## EXERCISE INPUT
------

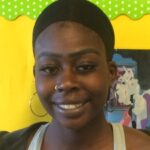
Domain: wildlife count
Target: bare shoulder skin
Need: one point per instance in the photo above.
(136, 139)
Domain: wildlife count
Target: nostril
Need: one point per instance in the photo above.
(66, 87)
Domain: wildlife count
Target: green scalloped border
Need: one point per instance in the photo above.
(135, 9)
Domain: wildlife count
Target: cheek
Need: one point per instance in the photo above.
(97, 85)
(44, 87)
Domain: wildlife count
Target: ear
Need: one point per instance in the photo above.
(112, 71)
(34, 70)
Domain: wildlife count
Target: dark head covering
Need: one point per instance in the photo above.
(80, 11)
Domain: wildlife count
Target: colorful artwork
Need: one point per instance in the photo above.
(130, 99)
(135, 9)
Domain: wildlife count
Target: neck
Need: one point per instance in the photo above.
(98, 132)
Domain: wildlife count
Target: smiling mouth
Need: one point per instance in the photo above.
(70, 106)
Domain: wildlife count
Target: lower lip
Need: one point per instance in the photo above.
(72, 113)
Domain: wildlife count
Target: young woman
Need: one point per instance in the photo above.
(73, 43)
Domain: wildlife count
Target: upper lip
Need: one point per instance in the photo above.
(69, 102)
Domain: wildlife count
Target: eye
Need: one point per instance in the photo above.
(84, 68)
(50, 69)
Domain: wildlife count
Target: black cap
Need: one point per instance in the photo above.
(80, 11)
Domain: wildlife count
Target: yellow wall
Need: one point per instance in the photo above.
(16, 61)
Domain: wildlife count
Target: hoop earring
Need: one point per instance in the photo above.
(31, 108)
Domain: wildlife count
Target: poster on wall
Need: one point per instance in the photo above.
(129, 101)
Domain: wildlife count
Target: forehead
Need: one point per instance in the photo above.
(67, 37)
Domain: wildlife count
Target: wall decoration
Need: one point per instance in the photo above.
(135, 9)
(130, 102)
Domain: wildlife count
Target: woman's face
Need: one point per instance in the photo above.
(72, 57)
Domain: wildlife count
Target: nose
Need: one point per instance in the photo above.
(67, 81)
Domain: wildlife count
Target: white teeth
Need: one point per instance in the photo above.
(70, 106)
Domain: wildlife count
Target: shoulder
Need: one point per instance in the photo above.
(136, 139)
(17, 139)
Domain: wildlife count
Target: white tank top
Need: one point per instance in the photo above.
(118, 136)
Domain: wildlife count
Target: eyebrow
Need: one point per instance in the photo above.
(73, 55)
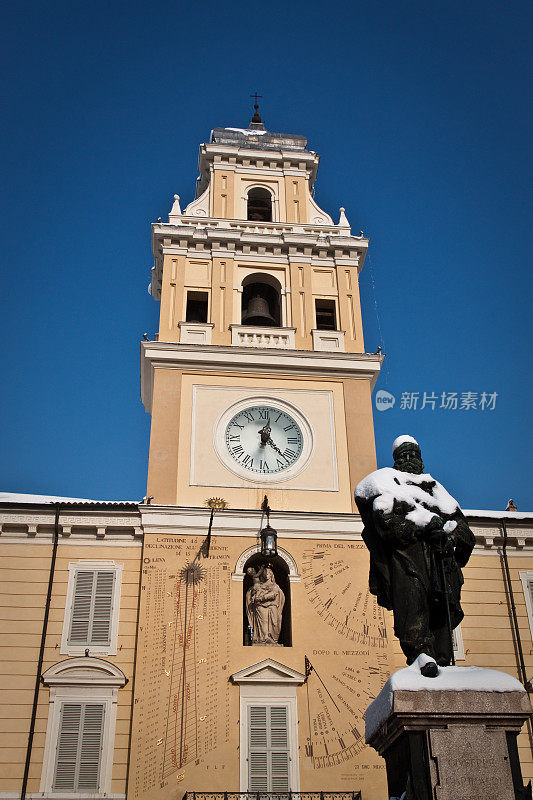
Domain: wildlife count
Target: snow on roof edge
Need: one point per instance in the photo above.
(468, 512)
(44, 499)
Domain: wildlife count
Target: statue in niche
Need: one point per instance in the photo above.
(264, 606)
(419, 540)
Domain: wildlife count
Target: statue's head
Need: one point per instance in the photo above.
(268, 575)
(407, 455)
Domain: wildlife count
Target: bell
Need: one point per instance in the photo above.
(258, 313)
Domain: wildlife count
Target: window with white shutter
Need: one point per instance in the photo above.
(79, 747)
(268, 748)
(527, 585)
(458, 646)
(91, 614)
(80, 733)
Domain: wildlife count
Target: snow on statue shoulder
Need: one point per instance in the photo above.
(418, 540)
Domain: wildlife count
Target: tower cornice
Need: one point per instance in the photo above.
(219, 359)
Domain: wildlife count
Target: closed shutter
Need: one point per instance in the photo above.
(268, 748)
(79, 747)
(530, 587)
(92, 607)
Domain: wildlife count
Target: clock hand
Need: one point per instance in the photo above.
(276, 448)
(265, 433)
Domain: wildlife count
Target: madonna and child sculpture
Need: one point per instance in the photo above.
(264, 606)
(418, 540)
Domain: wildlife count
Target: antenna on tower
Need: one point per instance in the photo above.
(256, 119)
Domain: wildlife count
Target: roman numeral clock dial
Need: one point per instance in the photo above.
(264, 440)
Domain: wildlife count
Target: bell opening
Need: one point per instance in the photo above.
(259, 205)
(260, 305)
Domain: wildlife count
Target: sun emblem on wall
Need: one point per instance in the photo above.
(192, 573)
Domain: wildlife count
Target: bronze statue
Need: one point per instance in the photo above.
(418, 540)
(264, 606)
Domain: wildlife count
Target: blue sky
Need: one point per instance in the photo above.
(421, 114)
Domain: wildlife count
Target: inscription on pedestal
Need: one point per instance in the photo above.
(484, 766)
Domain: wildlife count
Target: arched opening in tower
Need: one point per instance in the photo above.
(261, 304)
(259, 205)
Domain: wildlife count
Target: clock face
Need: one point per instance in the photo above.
(263, 439)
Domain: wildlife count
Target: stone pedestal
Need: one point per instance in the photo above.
(445, 743)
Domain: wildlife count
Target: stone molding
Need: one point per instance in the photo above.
(255, 336)
(195, 332)
(257, 360)
(329, 341)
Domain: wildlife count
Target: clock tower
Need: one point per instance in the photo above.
(259, 646)
(258, 380)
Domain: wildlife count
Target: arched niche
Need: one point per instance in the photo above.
(238, 574)
(259, 205)
(255, 563)
(262, 292)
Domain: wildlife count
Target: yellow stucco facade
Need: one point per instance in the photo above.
(150, 678)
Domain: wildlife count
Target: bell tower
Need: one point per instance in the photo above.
(258, 380)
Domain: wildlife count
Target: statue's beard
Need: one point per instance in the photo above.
(414, 465)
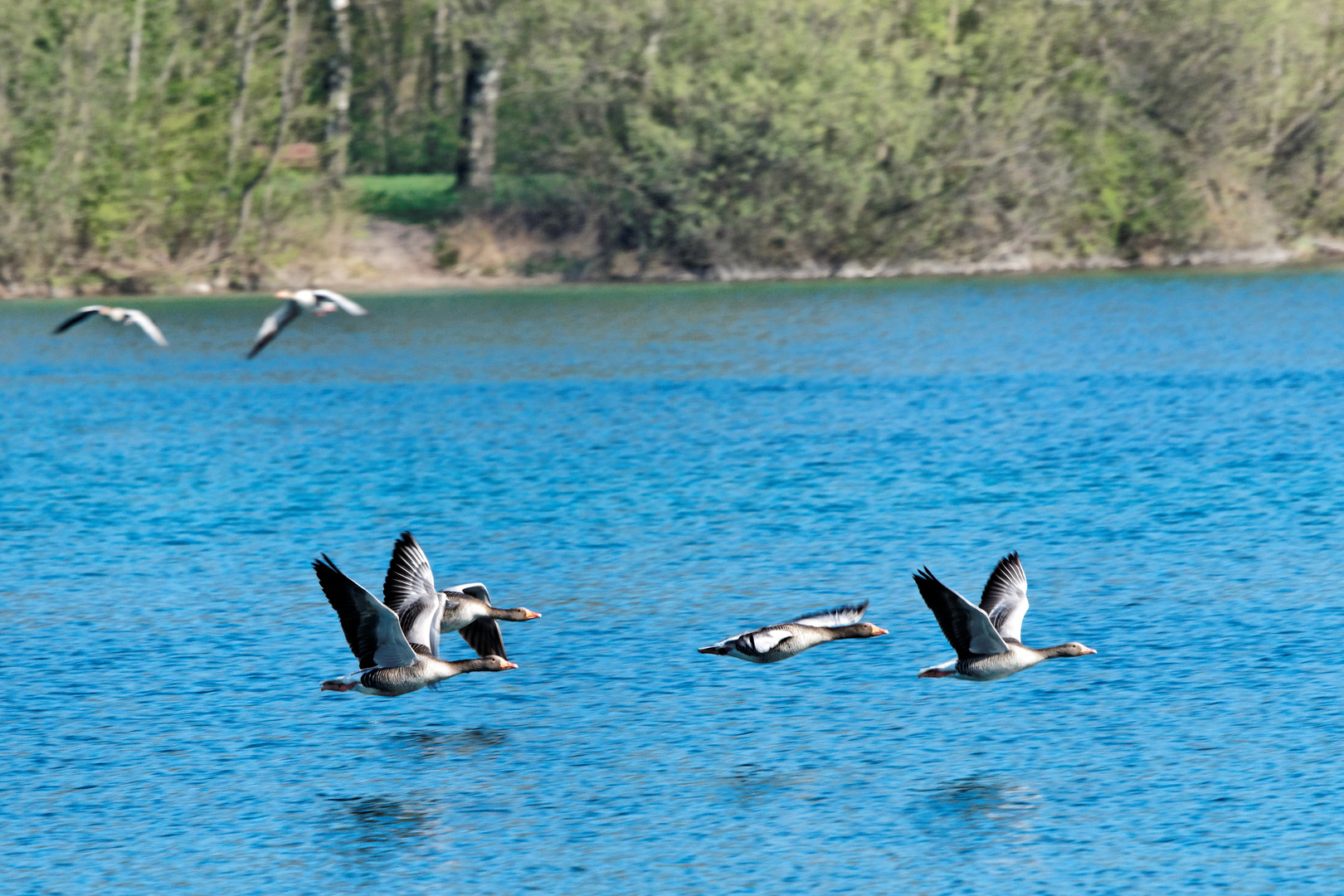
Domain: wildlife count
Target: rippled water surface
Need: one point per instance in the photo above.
(655, 469)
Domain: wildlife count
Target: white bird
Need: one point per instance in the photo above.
(986, 638)
(319, 301)
(773, 644)
(116, 316)
(396, 657)
(466, 607)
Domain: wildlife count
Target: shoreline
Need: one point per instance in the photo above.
(414, 277)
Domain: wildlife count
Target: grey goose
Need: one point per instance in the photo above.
(986, 638)
(124, 316)
(392, 660)
(319, 301)
(773, 644)
(466, 607)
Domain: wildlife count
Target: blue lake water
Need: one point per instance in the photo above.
(655, 469)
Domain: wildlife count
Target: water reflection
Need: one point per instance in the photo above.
(383, 818)
(983, 802)
(435, 740)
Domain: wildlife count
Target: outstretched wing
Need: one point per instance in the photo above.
(1004, 599)
(149, 325)
(88, 310)
(760, 642)
(485, 637)
(845, 616)
(347, 305)
(409, 575)
(965, 625)
(371, 629)
(275, 321)
(420, 618)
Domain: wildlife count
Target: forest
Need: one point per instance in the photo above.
(147, 141)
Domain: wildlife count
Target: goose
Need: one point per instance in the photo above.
(117, 316)
(394, 657)
(466, 607)
(773, 644)
(319, 301)
(986, 638)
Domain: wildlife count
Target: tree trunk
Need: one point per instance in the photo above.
(386, 85)
(438, 95)
(440, 75)
(480, 99)
(336, 151)
(293, 50)
(245, 42)
(138, 28)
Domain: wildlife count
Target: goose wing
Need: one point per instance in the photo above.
(88, 310)
(1004, 599)
(275, 321)
(485, 637)
(420, 618)
(965, 625)
(347, 305)
(145, 324)
(409, 575)
(761, 641)
(371, 629)
(845, 616)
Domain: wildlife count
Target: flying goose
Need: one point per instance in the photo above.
(466, 607)
(117, 316)
(773, 644)
(390, 663)
(319, 301)
(986, 638)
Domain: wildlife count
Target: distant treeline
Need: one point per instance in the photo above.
(190, 134)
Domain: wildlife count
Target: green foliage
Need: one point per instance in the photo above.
(691, 132)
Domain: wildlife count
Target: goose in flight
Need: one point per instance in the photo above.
(986, 638)
(117, 316)
(773, 644)
(466, 607)
(319, 301)
(396, 657)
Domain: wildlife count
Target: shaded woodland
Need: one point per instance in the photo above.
(207, 137)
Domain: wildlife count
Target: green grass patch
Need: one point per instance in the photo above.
(411, 199)
(554, 203)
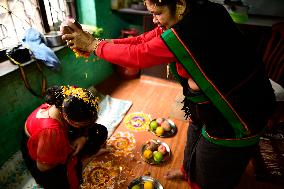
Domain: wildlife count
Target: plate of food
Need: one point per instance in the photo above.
(155, 152)
(162, 127)
(145, 182)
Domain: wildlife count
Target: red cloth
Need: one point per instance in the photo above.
(143, 51)
(48, 143)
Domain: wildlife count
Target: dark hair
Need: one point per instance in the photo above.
(77, 103)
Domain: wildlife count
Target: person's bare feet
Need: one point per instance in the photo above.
(174, 174)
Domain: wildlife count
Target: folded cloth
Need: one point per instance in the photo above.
(34, 40)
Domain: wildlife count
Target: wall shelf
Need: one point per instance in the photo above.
(133, 11)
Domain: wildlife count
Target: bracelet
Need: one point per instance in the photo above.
(97, 44)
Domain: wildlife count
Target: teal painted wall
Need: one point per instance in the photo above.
(16, 102)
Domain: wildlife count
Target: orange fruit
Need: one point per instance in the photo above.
(147, 154)
(159, 131)
(148, 185)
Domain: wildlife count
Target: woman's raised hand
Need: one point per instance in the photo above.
(76, 37)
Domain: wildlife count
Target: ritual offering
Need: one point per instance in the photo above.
(145, 182)
(122, 144)
(137, 121)
(162, 127)
(155, 152)
(103, 175)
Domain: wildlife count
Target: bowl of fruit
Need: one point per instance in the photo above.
(155, 152)
(162, 127)
(145, 182)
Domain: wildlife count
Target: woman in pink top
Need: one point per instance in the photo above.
(228, 96)
(59, 133)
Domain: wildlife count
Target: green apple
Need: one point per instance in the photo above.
(158, 157)
(153, 125)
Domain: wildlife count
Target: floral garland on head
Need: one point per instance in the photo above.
(82, 94)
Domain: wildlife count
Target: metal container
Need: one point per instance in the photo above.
(53, 39)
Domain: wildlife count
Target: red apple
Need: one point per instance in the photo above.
(162, 149)
(159, 120)
(166, 126)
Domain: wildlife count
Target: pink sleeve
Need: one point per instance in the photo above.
(142, 55)
(141, 38)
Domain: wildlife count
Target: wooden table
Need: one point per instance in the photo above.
(158, 99)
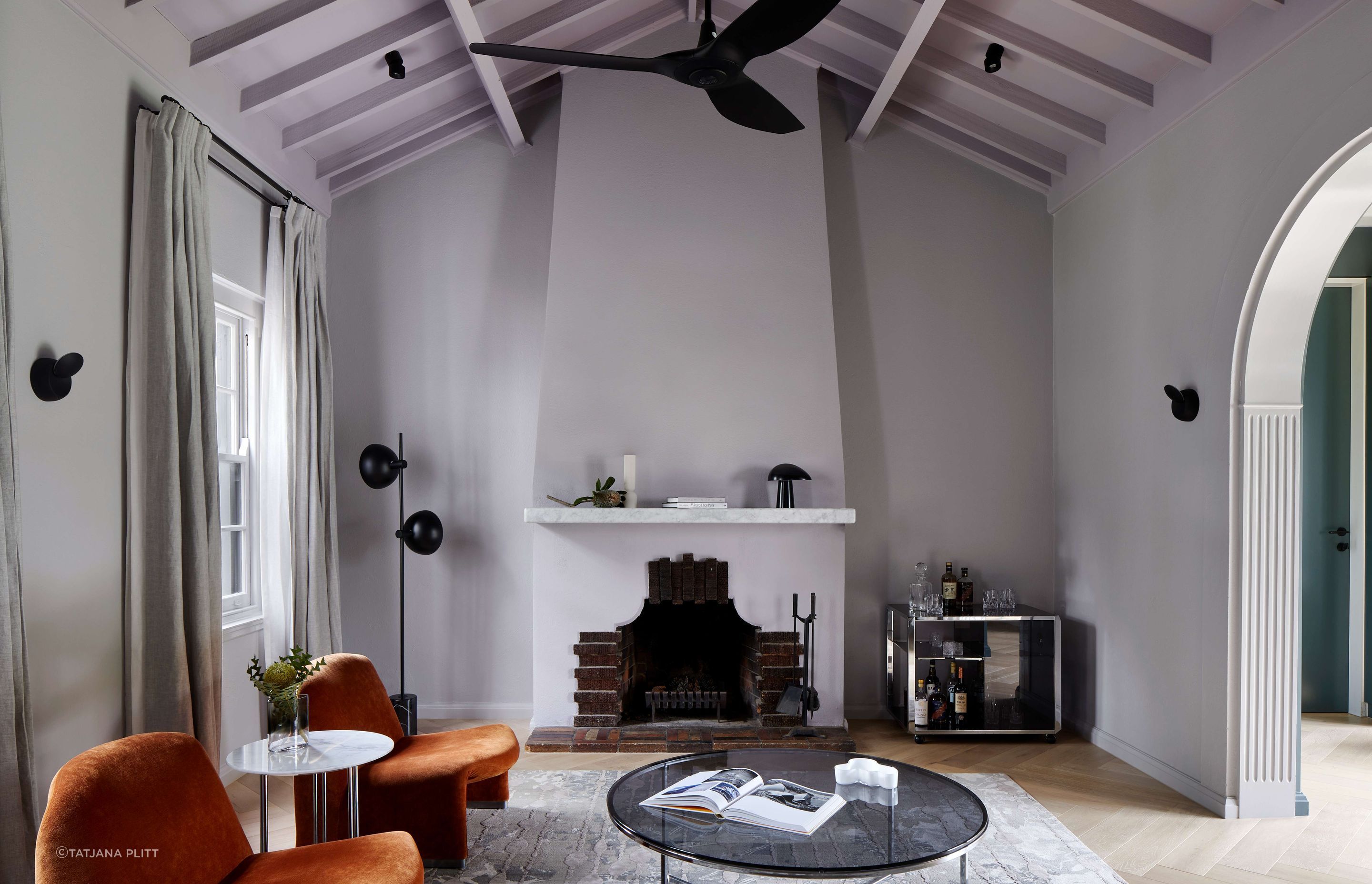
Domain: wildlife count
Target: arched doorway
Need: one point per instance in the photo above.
(1265, 478)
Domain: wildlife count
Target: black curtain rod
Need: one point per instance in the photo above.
(239, 157)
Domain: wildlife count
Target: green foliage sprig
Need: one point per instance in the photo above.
(282, 681)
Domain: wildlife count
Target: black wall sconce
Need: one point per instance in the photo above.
(423, 533)
(995, 52)
(51, 379)
(1186, 404)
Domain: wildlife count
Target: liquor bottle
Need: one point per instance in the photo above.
(950, 591)
(921, 706)
(939, 709)
(965, 592)
(959, 706)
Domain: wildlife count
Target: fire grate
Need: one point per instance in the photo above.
(686, 701)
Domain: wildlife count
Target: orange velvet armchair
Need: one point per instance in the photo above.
(424, 785)
(151, 809)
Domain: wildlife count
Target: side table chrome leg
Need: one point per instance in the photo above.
(354, 819)
(262, 813)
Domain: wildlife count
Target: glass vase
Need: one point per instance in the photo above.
(920, 591)
(289, 724)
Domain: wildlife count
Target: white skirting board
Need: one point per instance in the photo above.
(1161, 771)
(476, 710)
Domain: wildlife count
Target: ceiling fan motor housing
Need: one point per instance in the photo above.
(708, 70)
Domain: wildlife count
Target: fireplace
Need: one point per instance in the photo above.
(686, 657)
(688, 673)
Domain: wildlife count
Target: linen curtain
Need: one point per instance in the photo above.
(17, 805)
(172, 580)
(305, 332)
(275, 455)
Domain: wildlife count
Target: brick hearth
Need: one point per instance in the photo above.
(677, 738)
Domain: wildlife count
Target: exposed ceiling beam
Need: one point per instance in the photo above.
(1148, 25)
(946, 136)
(998, 88)
(426, 76)
(252, 30)
(608, 39)
(898, 69)
(471, 30)
(353, 109)
(965, 121)
(1013, 95)
(994, 135)
(441, 136)
(360, 50)
(1064, 58)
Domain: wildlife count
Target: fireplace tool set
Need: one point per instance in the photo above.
(802, 698)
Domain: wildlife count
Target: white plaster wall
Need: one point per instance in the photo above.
(689, 308)
(691, 323)
(1150, 270)
(68, 99)
(438, 276)
(943, 311)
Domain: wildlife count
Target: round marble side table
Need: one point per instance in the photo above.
(328, 751)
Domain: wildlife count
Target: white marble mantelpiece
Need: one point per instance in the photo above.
(663, 515)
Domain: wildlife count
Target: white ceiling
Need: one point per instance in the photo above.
(303, 86)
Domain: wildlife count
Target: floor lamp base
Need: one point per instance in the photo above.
(408, 710)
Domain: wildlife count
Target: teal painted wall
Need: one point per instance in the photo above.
(1356, 260)
(1324, 488)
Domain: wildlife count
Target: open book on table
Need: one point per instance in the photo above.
(740, 795)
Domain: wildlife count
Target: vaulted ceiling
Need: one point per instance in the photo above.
(306, 86)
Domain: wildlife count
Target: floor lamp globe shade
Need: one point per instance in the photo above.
(424, 533)
(378, 466)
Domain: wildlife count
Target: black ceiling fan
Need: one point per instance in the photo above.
(715, 65)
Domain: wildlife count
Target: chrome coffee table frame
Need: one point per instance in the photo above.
(870, 875)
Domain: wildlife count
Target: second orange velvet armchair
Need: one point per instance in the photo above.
(424, 785)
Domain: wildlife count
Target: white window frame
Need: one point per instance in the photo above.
(246, 606)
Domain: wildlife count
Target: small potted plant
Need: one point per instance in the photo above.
(289, 715)
(603, 496)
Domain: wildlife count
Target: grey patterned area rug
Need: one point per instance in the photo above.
(556, 830)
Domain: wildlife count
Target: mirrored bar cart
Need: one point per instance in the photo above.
(1010, 662)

------

## TASK DESCRIPTION
Tally the lines of the material above that contain the string "ceiling". Reply with the number alone.

## ANSWER TO THIS EXERCISE
5